• **ENTRIES PROVIDED**
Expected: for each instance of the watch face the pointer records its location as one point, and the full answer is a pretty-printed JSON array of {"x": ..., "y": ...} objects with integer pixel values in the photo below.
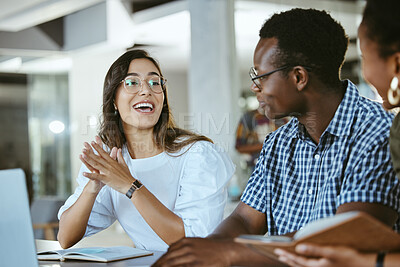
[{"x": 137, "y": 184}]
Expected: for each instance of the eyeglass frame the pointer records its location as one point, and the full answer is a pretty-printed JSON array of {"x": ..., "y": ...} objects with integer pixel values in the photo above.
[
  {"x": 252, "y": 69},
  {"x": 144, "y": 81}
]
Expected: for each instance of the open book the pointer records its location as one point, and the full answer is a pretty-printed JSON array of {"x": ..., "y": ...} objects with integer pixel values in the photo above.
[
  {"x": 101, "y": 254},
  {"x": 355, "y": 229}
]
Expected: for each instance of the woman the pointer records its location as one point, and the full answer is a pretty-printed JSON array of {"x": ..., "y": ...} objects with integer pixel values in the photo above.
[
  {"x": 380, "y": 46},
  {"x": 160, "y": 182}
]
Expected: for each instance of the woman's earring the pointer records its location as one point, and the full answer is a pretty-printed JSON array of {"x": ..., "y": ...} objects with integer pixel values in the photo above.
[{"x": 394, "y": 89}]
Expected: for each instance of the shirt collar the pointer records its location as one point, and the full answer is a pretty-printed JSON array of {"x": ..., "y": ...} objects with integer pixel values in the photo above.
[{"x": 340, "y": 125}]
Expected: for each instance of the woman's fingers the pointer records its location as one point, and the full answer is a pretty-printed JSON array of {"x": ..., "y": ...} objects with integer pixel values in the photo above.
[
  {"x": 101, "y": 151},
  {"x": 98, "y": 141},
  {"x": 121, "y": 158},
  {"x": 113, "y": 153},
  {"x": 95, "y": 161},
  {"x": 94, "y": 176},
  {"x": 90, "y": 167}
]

• **DIRECTIONS FOR THIS TASK**
The answer should consist of all the records, duplicated exactly, with no images included.

• **SOLUTION TO THE EXERCISE**
Expected: for each instance of the watch face the pointer records its location as one point, and the full answer is a pretty-printed JSON array of {"x": ..., "y": ...} objects with integer pixel values in the photo below.
[{"x": 137, "y": 184}]
Expected: for each instance of the eyeglass frame the pointer records its location as one point, and the full answer is a pretty-printed JSON array of {"x": ..., "y": ...} objects with integer pixel values in the photo above.
[
  {"x": 252, "y": 69},
  {"x": 144, "y": 81}
]
Expected: for each instance of the open book the pointer records its location as one point, and the full answer is a pretty-printed JSON array of {"x": ..., "y": ...} objects with integer pixel values in the photo above.
[
  {"x": 101, "y": 254},
  {"x": 355, "y": 229}
]
Expected: for each instance of the woman the pointer records its location as one point, and the full answer is a pretty-printed JSON array of {"x": ..., "y": ...} objects with integer pixel values in the photo above.
[
  {"x": 380, "y": 46},
  {"x": 160, "y": 182}
]
Expected: for each instance of the woman's earring the pointer records its location as one point, and the full answer is a pretty-printed JSON array of {"x": ..., "y": ...} objects with integer pixel values in the photo above.
[{"x": 394, "y": 89}]
Expected: for each instance of the shirt collar the pointer records its location as one point, and the full answer is a pretty-printed JSON array of {"x": ..., "y": ...} objects with integer pixel values in the photo above.
[{"x": 340, "y": 125}]
Expected: for each instance of the woman's fingers the pointer records its location as one point, and the full answer is a pretty-printed JSON array of {"x": ..., "y": ...} objects with integer pixel values in the photo above.
[
  {"x": 101, "y": 151},
  {"x": 98, "y": 141},
  {"x": 121, "y": 158},
  {"x": 113, "y": 153},
  {"x": 95, "y": 161},
  {"x": 94, "y": 176},
  {"x": 90, "y": 167}
]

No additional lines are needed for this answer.